(Entries from a dataset)
====================
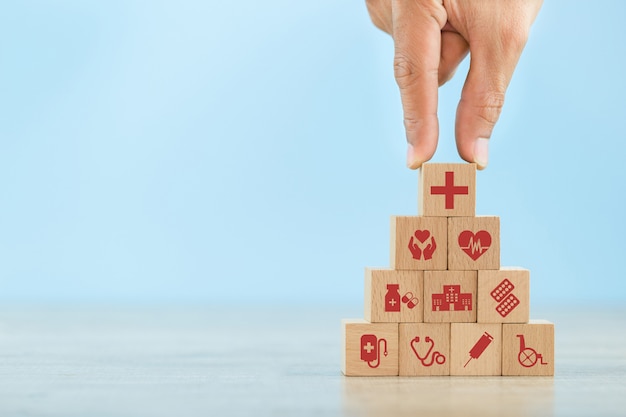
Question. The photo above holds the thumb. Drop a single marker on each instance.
(491, 68)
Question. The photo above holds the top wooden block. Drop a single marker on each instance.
(447, 190)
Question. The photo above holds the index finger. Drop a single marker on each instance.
(417, 28)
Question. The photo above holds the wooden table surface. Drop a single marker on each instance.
(210, 361)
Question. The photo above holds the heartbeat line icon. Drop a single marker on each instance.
(474, 245)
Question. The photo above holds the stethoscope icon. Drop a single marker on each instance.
(435, 357)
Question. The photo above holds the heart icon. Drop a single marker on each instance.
(422, 235)
(475, 244)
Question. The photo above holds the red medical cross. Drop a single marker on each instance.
(449, 190)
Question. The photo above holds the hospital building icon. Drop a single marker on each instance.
(452, 299)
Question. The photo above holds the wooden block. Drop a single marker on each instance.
(476, 349)
(528, 349)
(393, 296)
(473, 243)
(419, 243)
(450, 296)
(504, 296)
(369, 349)
(424, 349)
(447, 190)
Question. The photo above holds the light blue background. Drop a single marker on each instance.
(252, 152)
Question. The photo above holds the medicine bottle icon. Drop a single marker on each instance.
(392, 298)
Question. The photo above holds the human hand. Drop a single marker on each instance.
(431, 39)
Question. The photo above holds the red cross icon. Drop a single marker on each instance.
(449, 190)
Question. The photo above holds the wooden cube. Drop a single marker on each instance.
(369, 349)
(473, 243)
(419, 243)
(424, 349)
(393, 296)
(504, 295)
(528, 349)
(476, 349)
(450, 296)
(447, 190)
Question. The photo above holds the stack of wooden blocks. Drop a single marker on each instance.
(445, 306)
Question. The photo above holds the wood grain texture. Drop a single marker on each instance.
(424, 349)
(452, 286)
(201, 360)
(464, 338)
(383, 346)
(466, 243)
(504, 295)
(535, 356)
(458, 201)
(419, 243)
(405, 306)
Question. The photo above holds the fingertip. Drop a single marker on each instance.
(481, 153)
(413, 161)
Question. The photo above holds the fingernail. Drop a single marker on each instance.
(481, 152)
(413, 161)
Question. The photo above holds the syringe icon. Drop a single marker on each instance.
(480, 346)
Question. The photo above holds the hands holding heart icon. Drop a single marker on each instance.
(422, 243)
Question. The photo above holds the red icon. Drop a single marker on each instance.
(435, 357)
(479, 347)
(452, 299)
(422, 243)
(449, 190)
(528, 357)
(370, 349)
(393, 300)
(507, 304)
(475, 244)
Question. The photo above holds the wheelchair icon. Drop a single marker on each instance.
(527, 356)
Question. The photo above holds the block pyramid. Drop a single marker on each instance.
(446, 306)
====================
### EXERCISE
Rewrite all of the lines above, replacing "marker" with "point" wherever it appears and changing nothing else. Leave the pictures out of your answer.

### EXERCISE SOLUTION
Question. The photo above holds the thumb. Drop a single point on each instance.
(491, 68)
Question. The photo above holds the top wooden block. Drop a single point on each instance.
(447, 190)
Question. The photo above holds the index finger. Drop a single point on each instance.
(417, 28)
Question. The photo above holds the wooden table surface. Drop a single point on each instance.
(210, 361)
Question. The photo above holds the heartbeat line icon. Drop a single point on each instance.
(474, 245)
Question. The photo above holds the stethoscope icon. Drop a single point on each instance.
(435, 357)
Question. The photo above holds the heart icon. Drop a single point on each instance.
(422, 235)
(475, 244)
Question. The photo above holds the red medical cross. Drop a single point on each instance.
(449, 190)
Question. The photo above holds the hospital building icon. Drop a single point on each instance.
(452, 299)
Question. The photo above holds the wooden block. Drop a single point on each instance.
(476, 349)
(528, 349)
(393, 296)
(473, 243)
(419, 243)
(450, 296)
(504, 296)
(369, 349)
(424, 349)
(447, 190)
Question. The photo above holds the light blue background. Drop a single point on each instance.
(252, 152)
Question. The photo above holds the medicine bottle icon. Drop a single point on each instance.
(392, 298)
Question. The photo above holds the human hand. Drop a single point on each instance.
(431, 39)
Question. The photo above holds the red cross icon. Drop a single point on each instance.
(449, 190)
Question. The photo above holds the wooden cube. Drop a single point on each instance.
(369, 349)
(473, 243)
(419, 243)
(424, 349)
(393, 296)
(504, 295)
(528, 349)
(476, 349)
(450, 296)
(447, 190)
Question. The photo above holds the stack of wooden blocks. Drop a single point on each instance.
(445, 306)
Question. The photo above holds the wood grain texture. Drop a single point on each instance.
(424, 349)
(452, 286)
(201, 360)
(464, 338)
(383, 346)
(466, 243)
(504, 295)
(535, 356)
(458, 201)
(419, 243)
(405, 306)
Question. The photo above holds the fingertip. Drop a single point on each instance.
(481, 153)
(413, 161)
Question. The photo above holds the fingernail. Drop a single point on each instance.
(481, 152)
(413, 161)
Question. The photo above holds the syringe icon. Drop a single point on each instance.
(480, 346)
Question. The photo above holds the hands holding heart icon. Drop a single point on each instance.
(422, 243)
Question. The photo above holds the red icon. Drop a single point on each instance.
(435, 357)
(479, 347)
(452, 299)
(422, 243)
(449, 190)
(528, 357)
(370, 349)
(393, 300)
(507, 304)
(475, 244)
Question. The photo above holds the wheelchair icon. Drop a single point on each instance.
(527, 356)
Question. The photo above holds the block pyramid. Drop a single point on each instance.
(446, 306)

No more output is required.